* [Goal of the exercise]: Below are some records. How many of their lines contain the string "photo"? Give the number only.

Saved data entries:
···

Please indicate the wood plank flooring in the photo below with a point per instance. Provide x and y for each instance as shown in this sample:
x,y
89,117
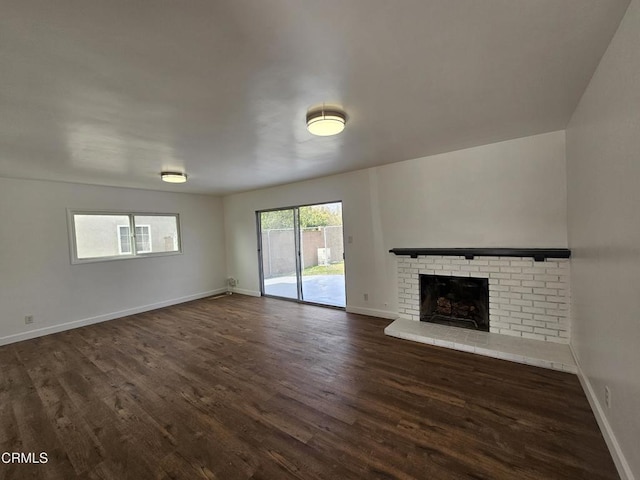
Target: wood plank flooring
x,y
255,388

···

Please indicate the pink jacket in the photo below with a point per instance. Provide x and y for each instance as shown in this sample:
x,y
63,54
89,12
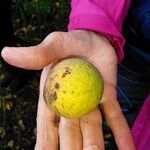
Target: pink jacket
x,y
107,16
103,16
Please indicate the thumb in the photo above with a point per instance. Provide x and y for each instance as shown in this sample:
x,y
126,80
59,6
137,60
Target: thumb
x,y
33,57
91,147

···

* [Response to this task]: 3